**What the task requires**
Write each record again exactly as it stands.

[Entries taken from a collection]
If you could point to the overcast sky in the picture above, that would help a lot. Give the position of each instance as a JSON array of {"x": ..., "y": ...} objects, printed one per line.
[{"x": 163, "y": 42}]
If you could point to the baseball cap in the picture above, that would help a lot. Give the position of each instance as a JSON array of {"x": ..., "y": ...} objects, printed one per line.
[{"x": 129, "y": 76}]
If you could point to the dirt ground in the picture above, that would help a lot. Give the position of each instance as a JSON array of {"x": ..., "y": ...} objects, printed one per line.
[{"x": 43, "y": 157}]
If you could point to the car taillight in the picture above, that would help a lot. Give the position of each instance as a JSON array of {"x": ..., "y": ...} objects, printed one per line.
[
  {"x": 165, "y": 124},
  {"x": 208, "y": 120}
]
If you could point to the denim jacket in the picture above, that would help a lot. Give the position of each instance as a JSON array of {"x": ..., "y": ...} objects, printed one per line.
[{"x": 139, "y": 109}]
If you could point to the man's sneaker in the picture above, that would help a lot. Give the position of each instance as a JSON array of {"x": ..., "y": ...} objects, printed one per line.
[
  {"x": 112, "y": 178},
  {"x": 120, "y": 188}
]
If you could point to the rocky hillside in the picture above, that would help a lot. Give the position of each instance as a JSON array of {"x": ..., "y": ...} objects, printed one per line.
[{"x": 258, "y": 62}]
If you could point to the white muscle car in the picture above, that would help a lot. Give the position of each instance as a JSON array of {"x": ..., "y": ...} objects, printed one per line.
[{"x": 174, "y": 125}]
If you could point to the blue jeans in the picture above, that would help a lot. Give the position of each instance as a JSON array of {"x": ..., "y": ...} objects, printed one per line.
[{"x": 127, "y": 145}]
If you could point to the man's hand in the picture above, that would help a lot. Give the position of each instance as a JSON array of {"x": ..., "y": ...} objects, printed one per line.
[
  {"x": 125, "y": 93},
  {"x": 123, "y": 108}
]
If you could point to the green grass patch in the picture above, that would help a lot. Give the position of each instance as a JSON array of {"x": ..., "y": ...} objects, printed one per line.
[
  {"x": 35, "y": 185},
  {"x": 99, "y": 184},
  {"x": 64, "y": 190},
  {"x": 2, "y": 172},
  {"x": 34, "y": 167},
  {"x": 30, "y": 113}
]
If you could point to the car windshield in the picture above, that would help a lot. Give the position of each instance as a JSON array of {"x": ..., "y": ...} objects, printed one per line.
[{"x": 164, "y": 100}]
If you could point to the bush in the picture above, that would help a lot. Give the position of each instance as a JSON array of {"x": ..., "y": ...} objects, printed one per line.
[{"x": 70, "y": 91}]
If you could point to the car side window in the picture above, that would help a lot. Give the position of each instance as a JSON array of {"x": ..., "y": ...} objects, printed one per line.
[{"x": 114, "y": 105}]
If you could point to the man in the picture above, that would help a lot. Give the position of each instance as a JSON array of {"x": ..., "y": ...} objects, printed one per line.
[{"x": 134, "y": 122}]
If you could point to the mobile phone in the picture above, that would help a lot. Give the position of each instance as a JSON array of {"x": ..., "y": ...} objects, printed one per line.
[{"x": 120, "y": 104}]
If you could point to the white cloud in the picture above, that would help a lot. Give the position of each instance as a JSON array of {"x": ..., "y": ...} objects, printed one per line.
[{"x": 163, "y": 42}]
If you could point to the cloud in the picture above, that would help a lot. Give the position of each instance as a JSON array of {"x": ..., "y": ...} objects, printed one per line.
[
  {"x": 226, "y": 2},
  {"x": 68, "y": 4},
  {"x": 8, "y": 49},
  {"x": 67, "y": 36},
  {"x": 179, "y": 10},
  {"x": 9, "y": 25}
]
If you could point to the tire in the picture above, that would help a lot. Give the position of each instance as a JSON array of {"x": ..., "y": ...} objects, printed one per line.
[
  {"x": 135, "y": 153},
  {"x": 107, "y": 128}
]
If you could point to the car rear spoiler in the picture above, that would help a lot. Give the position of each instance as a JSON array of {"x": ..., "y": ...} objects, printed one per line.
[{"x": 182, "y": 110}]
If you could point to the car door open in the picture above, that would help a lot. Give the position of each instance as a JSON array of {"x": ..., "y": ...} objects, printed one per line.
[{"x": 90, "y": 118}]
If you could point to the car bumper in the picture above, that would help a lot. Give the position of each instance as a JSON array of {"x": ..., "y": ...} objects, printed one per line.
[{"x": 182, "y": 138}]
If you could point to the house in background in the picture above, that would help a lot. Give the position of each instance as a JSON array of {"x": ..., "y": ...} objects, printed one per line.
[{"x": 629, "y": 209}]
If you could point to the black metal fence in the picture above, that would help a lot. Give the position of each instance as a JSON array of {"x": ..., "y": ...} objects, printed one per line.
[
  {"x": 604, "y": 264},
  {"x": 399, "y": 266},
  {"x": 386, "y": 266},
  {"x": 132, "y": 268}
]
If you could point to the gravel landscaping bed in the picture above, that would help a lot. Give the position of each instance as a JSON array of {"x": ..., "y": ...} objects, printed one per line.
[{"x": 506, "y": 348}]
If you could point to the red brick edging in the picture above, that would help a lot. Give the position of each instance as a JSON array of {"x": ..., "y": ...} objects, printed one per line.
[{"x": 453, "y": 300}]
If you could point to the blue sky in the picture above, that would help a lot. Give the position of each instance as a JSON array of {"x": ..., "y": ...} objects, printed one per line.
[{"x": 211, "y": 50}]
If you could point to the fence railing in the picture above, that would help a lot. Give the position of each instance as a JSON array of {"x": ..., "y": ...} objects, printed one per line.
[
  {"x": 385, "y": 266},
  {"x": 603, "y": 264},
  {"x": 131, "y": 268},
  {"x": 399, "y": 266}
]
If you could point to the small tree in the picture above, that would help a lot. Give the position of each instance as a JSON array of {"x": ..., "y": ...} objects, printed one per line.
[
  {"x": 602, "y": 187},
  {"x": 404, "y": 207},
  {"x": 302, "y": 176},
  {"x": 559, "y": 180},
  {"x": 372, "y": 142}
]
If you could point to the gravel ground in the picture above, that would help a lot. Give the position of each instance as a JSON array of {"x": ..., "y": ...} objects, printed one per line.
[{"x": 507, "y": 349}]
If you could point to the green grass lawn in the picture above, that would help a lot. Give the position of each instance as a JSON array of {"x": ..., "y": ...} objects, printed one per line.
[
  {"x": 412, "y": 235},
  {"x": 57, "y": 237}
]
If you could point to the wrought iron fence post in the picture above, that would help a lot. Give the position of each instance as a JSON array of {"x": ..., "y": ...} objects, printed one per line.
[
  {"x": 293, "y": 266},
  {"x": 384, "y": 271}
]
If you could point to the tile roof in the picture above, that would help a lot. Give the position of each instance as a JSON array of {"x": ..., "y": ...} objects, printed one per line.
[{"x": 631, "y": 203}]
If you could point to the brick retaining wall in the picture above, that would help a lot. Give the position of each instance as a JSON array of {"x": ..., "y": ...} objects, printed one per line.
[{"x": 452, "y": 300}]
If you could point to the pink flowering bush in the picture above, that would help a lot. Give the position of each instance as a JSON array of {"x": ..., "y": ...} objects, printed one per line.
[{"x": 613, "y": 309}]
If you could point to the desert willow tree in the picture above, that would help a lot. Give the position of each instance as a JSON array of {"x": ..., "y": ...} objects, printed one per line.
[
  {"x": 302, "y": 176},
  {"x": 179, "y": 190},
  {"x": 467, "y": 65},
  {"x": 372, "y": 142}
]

**Result of the exercise**
If you could point to the overcast sky in the picture above, that would help a lot. Give the position of each instance as a JSON array of {"x": ..., "y": ...} objects, printed one per line.
[{"x": 163, "y": 42}]
If you could point to the baseball cap in the picture above, that would help a lot. Give the position of each instance as a JSON array of {"x": ..., "y": ...} objects, printed one per line.
[{"x": 129, "y": 76}]
If you could point to the dirt ground in the picture above, that would help a lot. Give the position of each instance as a JSON array of {"x": ..., "y": ...} objects, printed one per line.
[{"x": 43, "y": 157}]
If you could point to the car taillight in the picture above, that would help a lot. Give the position of each instance as a JSON array of {"x": ..., "y": ...} objects, printed one per line.
[
  {"x": 165, "y": 124},
  {"x": 208, "y": 120}
]
If you could point to the denim jacket in the picture above, that would help a lot. Give the position of each instance as a JSON array of {"x": ..., "y": ...} objects, printed one per line.
[{"x": 139, "y": 109}]
If you could point to the man's sneaker in the picture above, that would help a lot. Give the position of each instance as a JSON array of {"x": ..., "y": ...} objects, printed one per line.
[
  {"x": 112, "y": 178},
  {"x": 120, "y": 188}
]
If you could point to the rocky hillside in the picture above, that would help a lot. Give the position of each instance as a JSON array of {"x": ..., "y": ...} objects, printed one per line.
[{"x": 258, "y": 62}]
If you could point to the white muscle car in the picture above, that would help a lot. Give the position of each instance as a JSON array of {"x": ..., "y": ...} objects, printed one per line.
[{"x": 174, "y": 125}]
If you could point to the blue jeans in the picture above, that would help a lot. Give the position of each instance as a JSON array of {"x": ..., "y": ...} objects, printed one per line.
[{"x": 127, "y": 145}]
If you could point to the man's hand in the picture above, that would help a lot. Give the position of each instance as a JSON array of {"x": ..., "y": ...} objects, printed one per line.
[
  {"x": 125, "y": 93},
  {"x": 123, "y": 108}
]
If you could point to the green grass patch in the picture above, that would help a lot. Give the position of each instance as a JSON array of {"x": ..., "y": ...} objects, printed one per line.
[
  {"x": 35, "y": 185},
  {"x": 99, "y": 184},
  {"x": 64, "y": 190},
  {"x": 2, "y": 172},
  {"x": 34, "y": 167},
  {"x": 30, "y": 113}
]
If you could point to the car windshield in the picture above, that would help a lot. Give the position of each instance as a JSON array of {"x": ..., "y": ...} objects, printed one per line.
[{"x": 164, "y": 100}]
If you could point to the bush in the picture above, that would help a lot. Give the position of each instance as a JSON array of {"x": ..., "y": ...} objects, printed one per line.
[{"x": 70, "y": 91}]
If you could point to the car side window in the picture above, that would help a lot. Give the position of each instance as a JSON array of {"x": ..., "y": ...} objects, printed one per line.
[{"x": 114, "y": 105}]
If you could point to the man in the picture above, that would help a lot. Give the position of each instance as a JSON array of {"x": ..., "y": ...} objects, printed one per line.
[{"x": 134, "y": 122}]
If you could point to the mobile phone in the picture above, that would help a lot. Give the position of each instance as a JSON array of {"x": ..., "y": ...} objects, printed one per line.
[{"x": 120, "y": 104}]
If you could point to the white cloud in the picture above, that would help a lot. Give the position of each instance as a JSON array of {"x": ..., "y": ...} objects, printed one per line.
[{"x": 163, "y": 42}]
If you could point to the cloud in the picture above, that would help a lot. Give the position of each instance as a JSON array of {"x": ..., "y": ...} objects, printed one per line.
[
  {"x": 226, "y": 2},
  {"x": 68, "y": 4},
  {"x": 8, "y": 49},
  {"x": 67, "y": 36},
  {"x": 179, "y": 10},
  {"x": 9, "y": 25}
]
If you could point to the tire in the picture above, that would help a lot. Give the position of each instance as a JSON array of {"x": ..., "y": ...} objects, printed one per line.
[
  {"x": 135, "y": 153},
  {"x": 107, "y": 128}
]
If you could point to the car rear spoiler in the picture above, that would help a lot. Give the position of each instance as a JSON array of {"x": ..., "y": ...} objects, printed one per line.
[{"x": 182, "y": 110}]
If you could point to the car door open in the picture above, that would help a lot. Give the position of each instance as a JSON array of {"x": ..., "y": ...} objects, printed one per line.
[{"x": 90, "y": 118}]
If you could point to the car bumper in the picture above, that would help a lot. Give the position of each instance as a JSON array of {"x": ..., "y": ...} objects, printed one per line.
[{"x": 182, "y": 138}]
If you could point to the house in background in the picture above, that would help a lot. Give the position of each instance as a JSON array of {"x": ..., "y": ...} objects, printed one per line.
[{"x": 629, "y": 209}]
If you could point to the black metal fence in the picture above, that would help a lot. Give the position of each instance as a JSON array of {"x": ..., "y": ...} objects, printed one per line.
[
  {"x": 604, "y": 264},
  {"x": 399, "y": 266},
  {"x": 386, "y": 266},
  {"x": 132, "y": 268}
]
If you could point to the gravel landscaping bed in the picture above, that would help a lot. Give the position of each instance as a JSON array of {"x": ..., "y": ...} objects, printed one per line.
[{"x": 506, "y": 348}]
If you could point to the red brick edging in the picture above, that would help a lot. Give the position of each instance as a JSON array of {"x": ..., "y": ...} objects, printed one per line.
[{"x": 453, "y": 300}]
If you could point to the blue sky in the picture above, that would help a lot. Give the position of each instance as a JSON array of {"x": ..., "y": ...} objects, printed one per line.
[{"x": 211, "y": 50}]
If you could point to the fence railing in the picture above, that would help a lot. Give the position of each instance as a JSON array of {"x": ..., "y": ...} objects, printed one per line.
[
  {"x": 385, "y": 266},
  {"x": 603, "y": 264},
  {"x": 131, "y": 268},
  {"x": 399, "y": 266}
]
If you could point to the small tree in the picture above, that would help a lot. Give the position of each instance as a JSON array of {"x": ..., "y": ...} objects, printed one per line.
[
  {"x": 602, "y": 187},
  {"x": 404, "y": 207},
  {"x": 302, "y": 176},
  {"x": 559, "y": 180},
  {"x": 372, "y": 142}
]
If you could point to the gravel ground in the picture above, that would help a lot. Give the position of each instance as a JSON array of {"x": ..., "y": ...} objects, printed one per line.
[{"x": 507, "y": 349}]
If you could point to the green grass lawn in the picture above, that would help a lot. Give the position of each instance as a JSON array of {"x": ..., "y": ...} objects, printed one per line.
[
  {"x": 412, "y": 235},
  {"x": 57, "y": 237}
]
If you could point to the wrought iron fence post in the picture above, that would help a lot. Give the position of each instance as a JSON array of {"x": ..., "y": ...} objects, printed one per line.
[
  {"x": 293, "y": 266},
  {"x": 384, "y": 271}
]
If you could point to the tile roof in the picture above, that would help a lot. Give the position of each instance as a JSON array of {"x": ..., "y": ...} objects, printed one per line.
[{"x": 631, "y": 203}]
If you could point to the brick retaining wall in the picture above, that would help a lot. Give the position of each instance as a JSON array of {"x": ..., "y": ...} objects, printed one per line.
[{"x": 452, "y": 300}]
If you could point to the pink flowering bush in the picture above, that would help a lot. Give the position of each instance as a JSON array of {"x": ..., "y": ...} objects, printed one per line.
[{"x": 613, "y": 309}]
If you could point to the desert willow tree in the picture above, that would help a lot. Give the position of each instance as a JSON array of {"x": ..., "y": ...} objects, printed one per line.
[
  {"x": 302, "y": 176},
  {"x": 179, "y": 190},
  {"x": 467, "y": 65},
  {"x": 372, "y": 142}
]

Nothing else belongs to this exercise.